» **Exercise goal**: Please reproduce the records word for word, from the first line up to and including the line that contains "230L208 233L212 233L219".

A run of records:
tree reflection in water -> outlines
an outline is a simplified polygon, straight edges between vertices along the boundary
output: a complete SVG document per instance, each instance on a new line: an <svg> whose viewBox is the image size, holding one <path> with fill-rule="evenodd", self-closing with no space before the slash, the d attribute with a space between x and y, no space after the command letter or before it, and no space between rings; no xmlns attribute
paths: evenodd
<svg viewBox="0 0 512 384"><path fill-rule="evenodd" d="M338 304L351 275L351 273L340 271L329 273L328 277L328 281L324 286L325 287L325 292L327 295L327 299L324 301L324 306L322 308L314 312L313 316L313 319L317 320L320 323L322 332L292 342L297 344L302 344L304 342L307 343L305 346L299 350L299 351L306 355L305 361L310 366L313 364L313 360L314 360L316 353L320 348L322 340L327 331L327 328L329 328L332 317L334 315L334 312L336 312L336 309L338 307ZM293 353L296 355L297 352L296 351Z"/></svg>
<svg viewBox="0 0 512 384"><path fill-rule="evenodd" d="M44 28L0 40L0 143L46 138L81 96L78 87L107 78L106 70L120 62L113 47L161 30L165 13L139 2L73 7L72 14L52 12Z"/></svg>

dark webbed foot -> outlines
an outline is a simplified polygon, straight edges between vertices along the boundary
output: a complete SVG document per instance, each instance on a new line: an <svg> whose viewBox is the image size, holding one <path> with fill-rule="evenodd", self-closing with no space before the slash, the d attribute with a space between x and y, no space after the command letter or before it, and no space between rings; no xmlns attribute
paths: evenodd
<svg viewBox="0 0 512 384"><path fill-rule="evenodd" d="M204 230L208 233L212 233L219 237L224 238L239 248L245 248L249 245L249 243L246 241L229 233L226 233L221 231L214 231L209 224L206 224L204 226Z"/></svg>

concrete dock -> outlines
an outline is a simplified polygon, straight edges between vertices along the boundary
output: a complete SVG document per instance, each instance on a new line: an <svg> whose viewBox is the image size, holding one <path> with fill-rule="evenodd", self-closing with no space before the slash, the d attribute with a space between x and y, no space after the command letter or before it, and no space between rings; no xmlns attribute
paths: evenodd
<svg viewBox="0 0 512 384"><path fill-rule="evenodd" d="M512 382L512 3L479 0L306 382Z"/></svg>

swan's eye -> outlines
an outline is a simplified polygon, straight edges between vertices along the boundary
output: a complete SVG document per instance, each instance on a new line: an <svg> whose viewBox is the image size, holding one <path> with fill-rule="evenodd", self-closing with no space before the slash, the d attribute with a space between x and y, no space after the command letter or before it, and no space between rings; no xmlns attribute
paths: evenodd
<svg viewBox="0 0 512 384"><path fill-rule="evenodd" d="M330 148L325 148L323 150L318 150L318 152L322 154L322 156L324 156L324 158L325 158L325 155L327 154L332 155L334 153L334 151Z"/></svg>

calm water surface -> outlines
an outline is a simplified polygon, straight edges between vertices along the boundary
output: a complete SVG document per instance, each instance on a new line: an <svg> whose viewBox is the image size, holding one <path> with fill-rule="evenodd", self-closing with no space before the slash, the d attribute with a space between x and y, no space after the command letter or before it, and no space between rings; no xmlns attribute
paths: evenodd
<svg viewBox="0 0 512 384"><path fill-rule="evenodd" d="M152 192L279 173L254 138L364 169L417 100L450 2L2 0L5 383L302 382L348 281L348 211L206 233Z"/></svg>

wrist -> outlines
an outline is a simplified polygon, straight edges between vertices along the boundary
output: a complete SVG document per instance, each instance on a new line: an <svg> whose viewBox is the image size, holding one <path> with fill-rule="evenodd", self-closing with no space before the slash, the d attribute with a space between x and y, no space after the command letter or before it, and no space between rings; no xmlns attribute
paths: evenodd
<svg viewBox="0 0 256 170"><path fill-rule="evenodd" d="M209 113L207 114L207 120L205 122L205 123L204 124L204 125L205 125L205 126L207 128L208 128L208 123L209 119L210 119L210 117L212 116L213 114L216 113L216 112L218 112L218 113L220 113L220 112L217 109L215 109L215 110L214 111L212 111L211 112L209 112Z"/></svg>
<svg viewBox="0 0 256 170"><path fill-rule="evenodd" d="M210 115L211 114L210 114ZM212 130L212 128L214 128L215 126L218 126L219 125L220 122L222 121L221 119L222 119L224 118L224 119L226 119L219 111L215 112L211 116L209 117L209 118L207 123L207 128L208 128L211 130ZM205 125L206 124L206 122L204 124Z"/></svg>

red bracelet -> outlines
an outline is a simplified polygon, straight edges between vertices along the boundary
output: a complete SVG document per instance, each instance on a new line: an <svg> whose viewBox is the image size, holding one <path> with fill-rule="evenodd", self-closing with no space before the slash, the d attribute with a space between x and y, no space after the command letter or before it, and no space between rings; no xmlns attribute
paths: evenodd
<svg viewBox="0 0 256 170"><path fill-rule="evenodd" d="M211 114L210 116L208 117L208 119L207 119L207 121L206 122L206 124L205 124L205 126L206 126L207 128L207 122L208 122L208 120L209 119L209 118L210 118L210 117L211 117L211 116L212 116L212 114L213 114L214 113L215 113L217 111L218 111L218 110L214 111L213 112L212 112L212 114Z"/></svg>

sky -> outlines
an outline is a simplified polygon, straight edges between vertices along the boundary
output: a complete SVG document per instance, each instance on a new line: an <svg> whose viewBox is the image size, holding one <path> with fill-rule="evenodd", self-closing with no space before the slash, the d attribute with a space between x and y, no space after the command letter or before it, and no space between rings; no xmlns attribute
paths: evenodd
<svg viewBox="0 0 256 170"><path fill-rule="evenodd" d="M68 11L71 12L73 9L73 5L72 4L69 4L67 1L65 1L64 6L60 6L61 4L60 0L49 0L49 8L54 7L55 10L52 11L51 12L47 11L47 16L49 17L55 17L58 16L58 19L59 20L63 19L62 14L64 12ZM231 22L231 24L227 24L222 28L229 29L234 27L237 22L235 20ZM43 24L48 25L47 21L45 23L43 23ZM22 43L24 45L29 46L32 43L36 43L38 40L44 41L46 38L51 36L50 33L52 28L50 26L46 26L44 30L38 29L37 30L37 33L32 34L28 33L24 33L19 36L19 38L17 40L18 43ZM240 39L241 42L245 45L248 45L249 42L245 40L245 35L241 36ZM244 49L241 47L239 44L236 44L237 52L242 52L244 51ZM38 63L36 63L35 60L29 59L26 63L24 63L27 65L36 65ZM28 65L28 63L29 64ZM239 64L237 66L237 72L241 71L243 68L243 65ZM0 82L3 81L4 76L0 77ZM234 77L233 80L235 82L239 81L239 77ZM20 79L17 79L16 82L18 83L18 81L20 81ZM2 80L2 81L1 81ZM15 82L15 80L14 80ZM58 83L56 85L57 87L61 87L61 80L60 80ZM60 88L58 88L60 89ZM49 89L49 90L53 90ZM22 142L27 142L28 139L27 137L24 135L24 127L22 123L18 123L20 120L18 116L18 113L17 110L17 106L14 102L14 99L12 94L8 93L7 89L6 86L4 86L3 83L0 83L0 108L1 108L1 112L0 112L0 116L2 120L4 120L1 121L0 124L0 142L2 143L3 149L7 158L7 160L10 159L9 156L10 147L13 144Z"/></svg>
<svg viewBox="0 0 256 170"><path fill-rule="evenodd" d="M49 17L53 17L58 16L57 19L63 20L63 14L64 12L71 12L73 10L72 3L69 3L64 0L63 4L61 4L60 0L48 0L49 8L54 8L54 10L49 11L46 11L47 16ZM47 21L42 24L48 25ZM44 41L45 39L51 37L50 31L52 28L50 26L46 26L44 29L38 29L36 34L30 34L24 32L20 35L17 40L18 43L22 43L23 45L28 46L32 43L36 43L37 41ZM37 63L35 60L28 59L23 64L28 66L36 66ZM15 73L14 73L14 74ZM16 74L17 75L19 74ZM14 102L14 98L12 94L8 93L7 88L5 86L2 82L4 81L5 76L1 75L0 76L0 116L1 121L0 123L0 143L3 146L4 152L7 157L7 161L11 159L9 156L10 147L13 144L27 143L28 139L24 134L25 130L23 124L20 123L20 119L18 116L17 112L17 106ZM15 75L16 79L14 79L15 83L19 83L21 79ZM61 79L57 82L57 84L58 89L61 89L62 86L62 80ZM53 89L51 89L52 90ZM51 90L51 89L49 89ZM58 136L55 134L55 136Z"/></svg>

» **Response to this task**:
tree reflection in water -> outlines
an outline is a simplified polygon, straight edges between vertices along the boundary
output: a complete SVG document per instance, each instance on a new line: an <svg> whose viewBox is the image size, holding one <path> with fill-rule="evenodd", self-closing with no space before the slash, the d attribute with a space between x and y, no space after the command letter or before it, and no space between rings; no xmlns attribute
paths: evenodd
<svg viewBox="0 0 512 384"><path fill-rule="evenodd" d="M338 304L351 275L351 273L340 271L329 273L328 277L328 281L324 286L325 287L325 292L327 295L327 299L324 301L324 306L322 308L314 312L313 316L313 319L317 320L320 323L322 332L292 342L297 344L302 344L304 342L307 343L305 346L299 350L299 351L306 355L305 361L310 366L313 364L313 360L314 360L316 353L320 348L322 340L327 331L327 328L329 328L332 317L334 315L334 312L336 312L336 309L338 307ZM293 353L296 355L297 352L296 351Z"/></svg>
<svg viewBox="0 0 512 384"><path fill-rule="evenodd" d="M44 28L0 40L0 143L46 138L81 96L78 87L107 78L106 70L120 62L113 47L161 30L165 13L139 2L73 7L72 14L52 12Z"/></svg>

dark webbed foot -> outlines
an outline is a simplified polygon, straight edges between vertices along the boundary
output: a complete SVG document per instance, each instance on a new line: an <svg> whose viewBox is the image size, holding one <path> with fill-rule="evenodd", self-closing with no space before the slash, the d attribute with a space between x and y, no space after the command letter or before it, and no space between rings; no xmlns attribute
paths: evenodd
<svg viewBox="0 0 512 384"><path fill-rule="evenodd" d="M204 230L208 233L212 233L219 237L224 238L239 248L245 248L249 245L249 243L246 241L229 233L226 233L221 231L214 231L209 224L206 224L204 226Z"/></svg>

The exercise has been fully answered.